Having located "For the scouting record, return for every instance of the calm", write out its line and the remaining lines of the material exactly, the last one included, but not the pictures.

START Entries shown

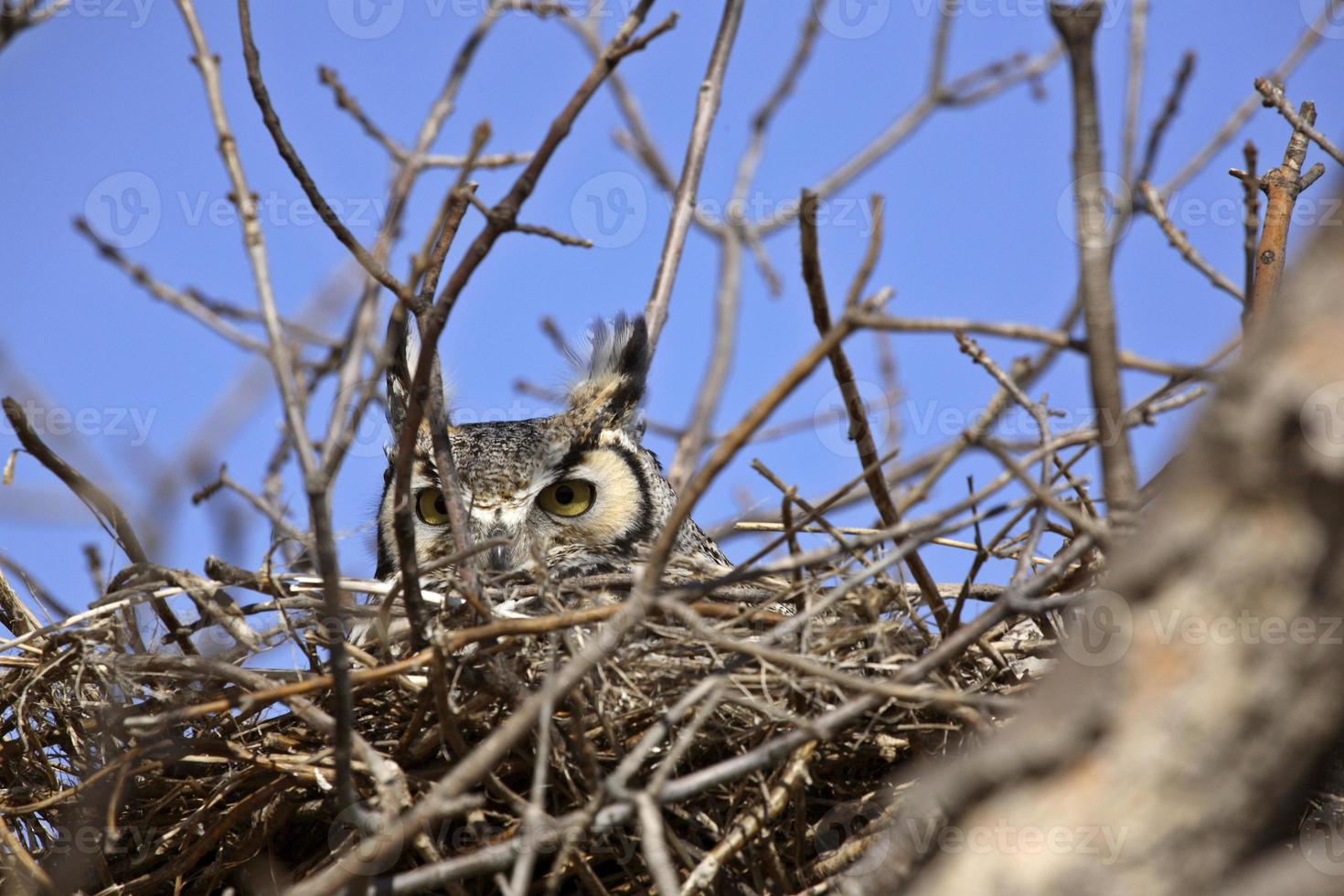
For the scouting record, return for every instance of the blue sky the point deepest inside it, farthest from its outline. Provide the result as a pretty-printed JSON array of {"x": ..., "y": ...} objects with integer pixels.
[{"x": 102, "y": 100}]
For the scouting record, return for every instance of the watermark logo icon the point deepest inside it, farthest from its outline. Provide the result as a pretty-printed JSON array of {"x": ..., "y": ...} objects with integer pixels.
[
  {"x": 368, "y": 853},
  {"x": 366, "y": 19},
  {"x": 1324, "y": 16},
  {"x": 848, "y": 819},
  {"x": 1323, "y": 421},
  {"x": 1100, "y": 629},
  {"x": 854, "y": 19},
  {"x": 611, "y": 209},
  {"x": 831, "y": 420},
  {"x": 123, "y": 208},
  {"x": 1105, "y": 197},
  {"x": 1321, "y": 840}
]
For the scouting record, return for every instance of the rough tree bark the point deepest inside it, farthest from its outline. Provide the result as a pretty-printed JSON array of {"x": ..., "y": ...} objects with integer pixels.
[{"x": 1192, "y": 750}]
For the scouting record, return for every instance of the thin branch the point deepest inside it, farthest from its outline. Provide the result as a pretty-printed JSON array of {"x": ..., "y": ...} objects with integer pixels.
[
  {"x": 1180, "y": 242},
  {"x": 1275, "y": 96},
  {"x": 109, "y": 513},
  {"x": 683, "y": 202},
  {"x": 1283, "y": 187},
  {"x": 1078, "y": 27}
]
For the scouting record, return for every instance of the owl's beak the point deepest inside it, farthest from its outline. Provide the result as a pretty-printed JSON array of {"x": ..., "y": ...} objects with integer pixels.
[{"x": 500, "y": 558}]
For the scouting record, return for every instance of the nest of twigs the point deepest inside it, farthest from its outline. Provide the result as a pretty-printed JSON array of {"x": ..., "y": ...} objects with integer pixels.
[{"x": 773, "y": 743}]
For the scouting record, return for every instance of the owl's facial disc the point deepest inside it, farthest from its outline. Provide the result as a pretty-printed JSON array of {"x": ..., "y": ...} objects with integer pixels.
[{"x": 592, "y": 504}]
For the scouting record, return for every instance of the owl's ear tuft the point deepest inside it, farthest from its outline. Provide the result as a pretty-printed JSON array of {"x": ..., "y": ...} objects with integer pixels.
[
  {"x": 400, "y": 369},
  {"x": 612, "y": 378}
]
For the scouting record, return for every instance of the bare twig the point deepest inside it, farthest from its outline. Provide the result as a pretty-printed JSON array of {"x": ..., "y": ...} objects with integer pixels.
[
  {"x": 1078, "y": 27},
  {"x": 1283, "y": 187}
]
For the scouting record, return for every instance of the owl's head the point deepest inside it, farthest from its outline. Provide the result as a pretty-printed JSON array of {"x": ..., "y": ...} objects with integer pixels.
[{"x": 574, "y": 492}]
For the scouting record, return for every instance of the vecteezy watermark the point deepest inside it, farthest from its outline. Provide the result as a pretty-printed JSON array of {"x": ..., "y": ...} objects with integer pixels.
[
  {"x": 277, "y": 209},
  {"x": 1004, "y": 837},
  {"x": 611, "y": 209},
  {"x": 855, "y": 19},
  {"x": 1324, "y": 16},
  {"x": 1098, "y": 629},
  {"x": 1323, "y": 421},
  {"x": 363, "y": 849},
  {"x": 1246, "y": 627},
  {"x": 1106, "y": 195},
  {"x": 926, "y": 836},
  {"x": 831, "y": 420},
  {"x": 372, "y": 438},
  {"x": 123, "y": 208},
  {"x": 132, "y": 423},
  {"x": 1110, "y": 195},
  {"x": 1321, "y": 840},
  {"x": 136, "y": 12},
  {"x": 366, "y": 19},
  {"x": 126, "y": 209},
  {"x": 369, "y": 19}
]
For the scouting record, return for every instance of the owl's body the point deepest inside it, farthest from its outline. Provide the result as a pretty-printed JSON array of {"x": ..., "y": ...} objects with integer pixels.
[{"x": 575, "y": 493}]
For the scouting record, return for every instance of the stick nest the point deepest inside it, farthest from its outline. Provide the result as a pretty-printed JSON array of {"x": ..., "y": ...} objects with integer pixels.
[{"x": 773, "y": 756}]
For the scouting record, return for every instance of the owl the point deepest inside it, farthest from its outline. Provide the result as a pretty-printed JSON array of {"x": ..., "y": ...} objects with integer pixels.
[{"x": 575, "y": 493}]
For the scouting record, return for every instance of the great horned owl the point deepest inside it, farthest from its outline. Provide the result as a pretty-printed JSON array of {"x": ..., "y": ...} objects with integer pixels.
[{"x": 575, "y": 491}]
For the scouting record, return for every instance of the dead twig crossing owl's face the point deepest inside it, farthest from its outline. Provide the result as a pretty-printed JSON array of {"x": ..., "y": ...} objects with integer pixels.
[{"x": 572, "y": 493}]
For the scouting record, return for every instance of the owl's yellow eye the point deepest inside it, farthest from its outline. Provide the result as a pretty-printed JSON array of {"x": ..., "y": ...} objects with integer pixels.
[
  {"x": 569, "y": 497},
  {"x": 432, "y": 507}
]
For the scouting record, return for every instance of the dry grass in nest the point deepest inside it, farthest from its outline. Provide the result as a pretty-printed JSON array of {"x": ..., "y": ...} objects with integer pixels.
[{"x": 772, "y": 755}]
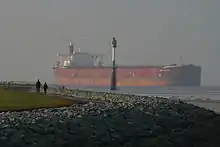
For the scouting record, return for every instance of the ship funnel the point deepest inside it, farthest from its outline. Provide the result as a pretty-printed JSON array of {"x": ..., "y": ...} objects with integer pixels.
[{"x": 71, "y": 48}]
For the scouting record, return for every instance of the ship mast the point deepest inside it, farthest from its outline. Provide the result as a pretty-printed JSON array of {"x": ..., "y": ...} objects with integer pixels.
[{"x": 71, "y": 48}]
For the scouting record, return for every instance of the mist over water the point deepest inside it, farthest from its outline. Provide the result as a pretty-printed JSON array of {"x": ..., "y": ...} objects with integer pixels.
[{"x": 148, "y": 32}]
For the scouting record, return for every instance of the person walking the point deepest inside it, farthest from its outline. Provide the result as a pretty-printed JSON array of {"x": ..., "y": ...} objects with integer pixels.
[
  {"x": 45, "y": 87},
  {"x": 38, "y": 85}
]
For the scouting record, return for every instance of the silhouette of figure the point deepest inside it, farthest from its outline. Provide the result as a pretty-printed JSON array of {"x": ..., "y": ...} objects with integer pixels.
[
  {"x": 38, "y": 85},
  {"x": 45, "y": 88}
]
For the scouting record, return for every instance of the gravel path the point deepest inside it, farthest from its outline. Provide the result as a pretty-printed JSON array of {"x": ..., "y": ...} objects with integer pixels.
[{"x": 116, "y": 120}]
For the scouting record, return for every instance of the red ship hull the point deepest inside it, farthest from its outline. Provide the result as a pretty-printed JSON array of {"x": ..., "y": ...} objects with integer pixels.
[{"x": 130, "y": 76}]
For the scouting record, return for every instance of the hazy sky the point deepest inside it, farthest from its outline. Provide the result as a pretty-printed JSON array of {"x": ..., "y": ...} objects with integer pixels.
[{"x": 148, "y": 32}]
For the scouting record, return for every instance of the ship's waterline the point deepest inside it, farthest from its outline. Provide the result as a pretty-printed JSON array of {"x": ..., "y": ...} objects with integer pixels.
[{"x": 85, "y": 69}]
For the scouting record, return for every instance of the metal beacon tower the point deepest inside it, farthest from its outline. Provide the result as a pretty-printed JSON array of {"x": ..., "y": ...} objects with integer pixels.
[{"x": 114, "y": 78}]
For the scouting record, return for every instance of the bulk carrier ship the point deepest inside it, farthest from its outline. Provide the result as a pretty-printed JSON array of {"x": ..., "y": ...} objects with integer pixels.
[{"x": 84, "y": 69}]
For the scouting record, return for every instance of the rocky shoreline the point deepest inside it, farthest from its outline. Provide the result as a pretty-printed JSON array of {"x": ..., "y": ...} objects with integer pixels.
[{"x": 112, "y": 120}]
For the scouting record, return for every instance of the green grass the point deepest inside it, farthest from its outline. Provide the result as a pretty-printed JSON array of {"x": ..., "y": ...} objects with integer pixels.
[{"x": 17, "y": 100}]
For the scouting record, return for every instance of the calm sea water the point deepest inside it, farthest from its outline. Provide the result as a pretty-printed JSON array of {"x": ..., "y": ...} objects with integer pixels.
[{"x": 203, "y": 92}]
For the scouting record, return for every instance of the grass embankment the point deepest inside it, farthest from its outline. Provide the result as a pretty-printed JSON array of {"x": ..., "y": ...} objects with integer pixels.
[{"x": 11, "y": 100}]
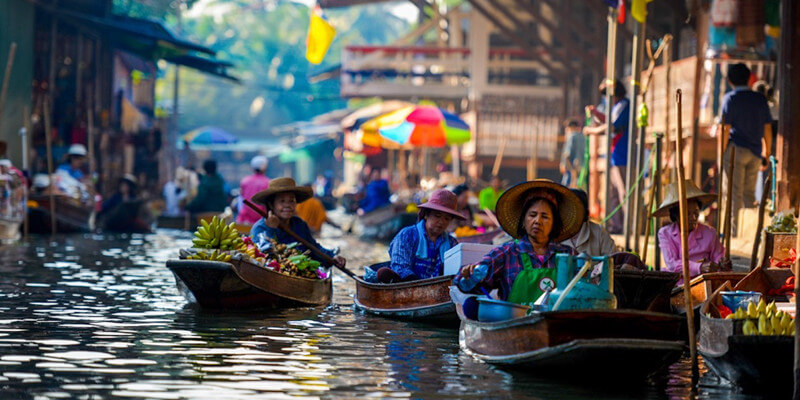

END Entries shown

Solution to the exercise:
For the scouting record, return for every instance of the calm sea water the point deepest inside it, farthest from its outline. Provide the result as a pretty-printed JSON array of {"x": ..., "y": ...} objects with integer pixels.
[{"x": 203, "y": 92}]
For the scouting record, return for every instance of the grass embankment the point deepest inside it, farthest from its outline. Provide the result as a pretty-printed JSON array of {"x": ..., "y": ...} objects with integer pixels.
[{"x": 11, "y": 100}]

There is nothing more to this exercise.